======== TEXT SEGMENT ========

Stage 5: Arbitration
The truly ambiguous cases — where even Haiku cannot make a confident call — escalate to a final arbiter.
Model: Claude Sonnet 4.6 (Anthropic). The deepest reasoning available. Only touches the small subset of cases that survived four previous stages of filtering.
The sovereignty posture
The core pipeline — extraction, validation, scoring, accept/reject — runs entirely on European infrastructure using open-weight models. No data leaves the European jurisdiction for these functions.
Anthropic models handle triage and arbitration. These are quality-enhancement functions, not critical-path functions. If Anthropic becomes unavailable tomorrow:
- The extraction continues (Qwen on Scaleway)
- The scoring continues (DeepSeek, Llama, Gemma on Scaleway)
- Auto-accept and auto-reject continue (code logic, no model needed)
- Flagged items queue for human review instead of Haiku triage
- Ambiguous items go directly to human review instead of Sonnet arbitration
The pipeline degrades gracefully. More human review, same data quality. No data loss, no service interruption, no architectural change required.

======== SUPPLIED RECORDS ========

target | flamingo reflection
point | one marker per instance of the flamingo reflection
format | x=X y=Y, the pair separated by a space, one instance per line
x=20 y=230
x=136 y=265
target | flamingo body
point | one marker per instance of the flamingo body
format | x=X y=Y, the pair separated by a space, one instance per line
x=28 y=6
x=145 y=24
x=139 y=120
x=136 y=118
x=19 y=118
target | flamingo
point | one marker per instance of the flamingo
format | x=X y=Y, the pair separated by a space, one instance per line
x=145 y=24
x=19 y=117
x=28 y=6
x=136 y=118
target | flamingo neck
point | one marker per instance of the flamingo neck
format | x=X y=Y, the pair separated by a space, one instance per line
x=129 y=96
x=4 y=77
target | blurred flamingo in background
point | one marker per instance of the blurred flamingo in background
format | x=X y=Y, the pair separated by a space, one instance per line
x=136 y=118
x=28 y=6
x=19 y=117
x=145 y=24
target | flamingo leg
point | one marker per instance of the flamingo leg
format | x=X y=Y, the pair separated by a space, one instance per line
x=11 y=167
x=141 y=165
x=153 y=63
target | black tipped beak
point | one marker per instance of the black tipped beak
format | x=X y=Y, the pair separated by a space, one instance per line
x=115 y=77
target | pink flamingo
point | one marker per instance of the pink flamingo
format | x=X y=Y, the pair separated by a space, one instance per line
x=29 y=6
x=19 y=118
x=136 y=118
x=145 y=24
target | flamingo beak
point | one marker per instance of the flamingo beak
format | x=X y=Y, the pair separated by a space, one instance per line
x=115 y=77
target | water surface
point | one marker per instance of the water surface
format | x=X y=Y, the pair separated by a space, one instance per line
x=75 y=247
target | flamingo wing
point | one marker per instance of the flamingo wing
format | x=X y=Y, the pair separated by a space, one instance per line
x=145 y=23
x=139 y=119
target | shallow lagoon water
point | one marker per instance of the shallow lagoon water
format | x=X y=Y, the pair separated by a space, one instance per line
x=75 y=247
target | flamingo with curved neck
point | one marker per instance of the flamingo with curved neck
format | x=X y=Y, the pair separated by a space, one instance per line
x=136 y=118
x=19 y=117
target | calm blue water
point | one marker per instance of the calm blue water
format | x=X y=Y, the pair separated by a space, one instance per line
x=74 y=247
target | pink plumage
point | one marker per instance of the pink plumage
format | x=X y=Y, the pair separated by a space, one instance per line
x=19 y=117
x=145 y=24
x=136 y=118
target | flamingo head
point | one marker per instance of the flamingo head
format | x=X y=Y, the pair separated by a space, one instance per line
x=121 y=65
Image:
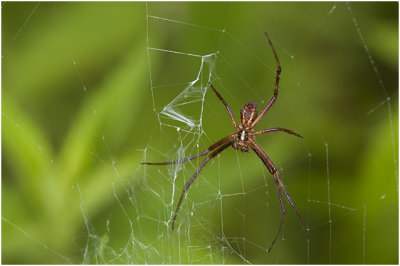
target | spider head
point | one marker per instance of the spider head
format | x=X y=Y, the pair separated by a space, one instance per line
x=248 y=113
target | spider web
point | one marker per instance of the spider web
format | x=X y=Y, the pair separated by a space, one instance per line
x=231 y=212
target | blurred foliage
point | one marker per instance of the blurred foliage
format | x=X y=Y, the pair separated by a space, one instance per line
x=80 y=97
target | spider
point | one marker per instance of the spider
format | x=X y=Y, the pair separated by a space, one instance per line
x=243 y=138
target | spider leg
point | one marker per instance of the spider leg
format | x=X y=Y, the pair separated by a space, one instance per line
x=278 y=190
x=212 y=155
x=184 y=160
x=226 y=105
x=279 y=184
x=277 y=129
x=278 y=75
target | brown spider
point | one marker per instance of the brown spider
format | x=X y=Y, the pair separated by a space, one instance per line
x=243 y=138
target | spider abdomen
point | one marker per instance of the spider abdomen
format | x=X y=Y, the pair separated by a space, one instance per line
x=243 y=136
x=248 y=113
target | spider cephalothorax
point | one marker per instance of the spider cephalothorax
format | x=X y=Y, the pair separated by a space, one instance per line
x=247 y=116
x=243 y=138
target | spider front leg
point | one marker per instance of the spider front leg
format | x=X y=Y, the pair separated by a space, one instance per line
x=278 y=75
x=226 y=105
x=184 y=160
x=277 y=129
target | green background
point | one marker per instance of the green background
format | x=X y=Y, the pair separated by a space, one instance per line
x=84 y=91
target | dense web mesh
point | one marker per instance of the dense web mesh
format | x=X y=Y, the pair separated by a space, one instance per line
x=155 y=105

========

WHAT TO DO:
Please answer these questions about the pipeline text above:
(a) Which model acts as the final arbiter in Stage 5?
(b) On what infrastructure does the core pipeline run?
(c) If Anthropic became unavailable, what would happen to flagged items?

RESPONSE BOX:
(a) Claude Sonnet 4.6 (Anthropic).
(b) It runs entirely on European infrastructure, using open-weight models.
(c) They would queue for human review instead of Haiku triage.